> **What the exercise asks**
Transcribe all of the data below word for word, leaving out the picture.
━━━━━━━━━━━━━━━━━━━━
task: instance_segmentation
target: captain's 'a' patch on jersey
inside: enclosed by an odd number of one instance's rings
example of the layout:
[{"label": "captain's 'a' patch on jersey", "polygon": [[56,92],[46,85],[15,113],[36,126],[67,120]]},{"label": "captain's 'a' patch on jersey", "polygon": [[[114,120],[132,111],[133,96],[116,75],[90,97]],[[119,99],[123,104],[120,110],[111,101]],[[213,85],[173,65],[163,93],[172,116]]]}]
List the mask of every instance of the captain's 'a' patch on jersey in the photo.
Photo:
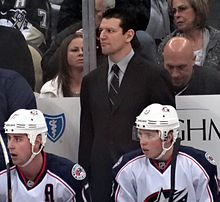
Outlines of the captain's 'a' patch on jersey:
━━━━━━━━━━━━━━━━━━━━
> **Solution to this problem**
task: instance_segmentation
target: captain's 'a' patch on jersey
inside: enclosed by an odd number of one instance's rings
example of the layout:
[{"label": "captain's 'a' patch on jersey", "polygon": [[56,92],[46,85],[15,113],[36,126],[67,120]]},{"label": "captain's 'a' patch on jersey", "polygon": [[[114,120],[132,111],[133,96],[116,75],[90,97]],[[119,99],[123,104],[120,110],[111,101]],[[213,85],[173,65],[163,93],[172,116]]]}]
List the mask of every instance of the captain's 'a' patch on jersey in the photo.
Photo:
Outlines of the captain's 'a' patch on jersey:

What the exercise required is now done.